### WHAT YOU SHOULD DO
Every line of the material is to be repeated exactly as it stands.

### STUDY MATERIAL
>>>

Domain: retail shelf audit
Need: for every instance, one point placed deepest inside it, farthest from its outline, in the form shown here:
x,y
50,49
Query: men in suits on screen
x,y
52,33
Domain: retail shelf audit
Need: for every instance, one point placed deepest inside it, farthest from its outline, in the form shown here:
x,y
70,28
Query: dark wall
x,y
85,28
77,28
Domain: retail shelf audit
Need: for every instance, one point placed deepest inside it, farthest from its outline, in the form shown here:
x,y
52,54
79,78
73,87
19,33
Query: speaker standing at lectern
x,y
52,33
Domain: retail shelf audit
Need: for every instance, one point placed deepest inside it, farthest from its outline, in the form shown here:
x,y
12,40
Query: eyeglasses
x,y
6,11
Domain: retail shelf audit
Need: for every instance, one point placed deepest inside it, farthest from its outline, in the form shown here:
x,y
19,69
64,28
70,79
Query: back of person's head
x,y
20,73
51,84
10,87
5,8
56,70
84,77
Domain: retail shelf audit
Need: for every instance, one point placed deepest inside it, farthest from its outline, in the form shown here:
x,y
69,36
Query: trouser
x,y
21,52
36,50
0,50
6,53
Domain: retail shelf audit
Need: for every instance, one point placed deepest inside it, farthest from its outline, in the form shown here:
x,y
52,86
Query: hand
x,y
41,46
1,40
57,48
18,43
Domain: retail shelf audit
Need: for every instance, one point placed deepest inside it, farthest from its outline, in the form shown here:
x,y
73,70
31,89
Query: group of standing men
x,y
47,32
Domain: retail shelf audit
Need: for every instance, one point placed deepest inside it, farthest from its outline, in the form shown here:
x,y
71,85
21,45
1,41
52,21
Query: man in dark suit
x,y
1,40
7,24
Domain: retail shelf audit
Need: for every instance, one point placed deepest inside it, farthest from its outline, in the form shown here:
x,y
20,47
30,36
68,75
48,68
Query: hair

<<<

### SOLUTION TO THE PROBLEM
Domain: retail shelf audit
Need: for every instance, one point placed deepest inside it, farthest from its outline, in the form shown here:
x,y
50,49
Query: men in suits on screen
x,y
52,33
Domain: retail shelf audit
Need: for every instance, one point placed deepest inside it, farthest from its outline, in the form shown here:
x,y
70,28
Query: dark wall
x,y
85,28
77,28
Domain: retail shelf audit
Need: for every instance, one point placed deepest inside it, farthest from its outline, in the form shown here:
x,y
52,54
79,78
73,87
19,33
Query: speaker standing at lectern
x,y
52,33
Domain: retail shelf audit
Need: for every instance, one point placed deepest inside it, farthest from its outline, in the form shown here:
x,y
12,40
Query: eyeglasses
x,y
6,11
Domain: retail shelf audit
Need: for every instance, one point placed deepest inside it, farthest from its outline, in the form shown here:
x,y
19,69
64,28
70,79
Query: back of person's head
x,y
20,73
51,84
10,87
5,8
56,70
84,77
Domain: retail shelf audit
Need: for every instance, one point placed deepest inside it, farthest from its outline, in the form shown here:
x,y
69,36
Query: trouser
x,y
21,52
36,50
0,50
6,53
Domain: retail shelf audit
Need: for every instance, one point placed deepest inside it, farthest from its outline, in the form shown here:
x,y
52,86
Query: hand
x,y
41,46
1,40
57,48
18,43
Domain: retail shelf audit
Need: for every instance, one point placed deepest inside it, farthest from its outline, in the form shown here:
x,y
73,70
31,89
Query: group of standing men
x,y
47,32
Domain: retail shelf audit
Need: for every instance, one point placed deepest inside it, farthest from its outline, in the form shown here:
x,y
71,85
21,45
1,41
52,21
Query: man in dark suit
x,y
1,40
7,24
Domain: retail shelf audit
Need: for every instance, one point placed deepest inside it, farthest from its outline, in the form shown here:
x,y
20,47
30,36
68,75
48,68
Query: hair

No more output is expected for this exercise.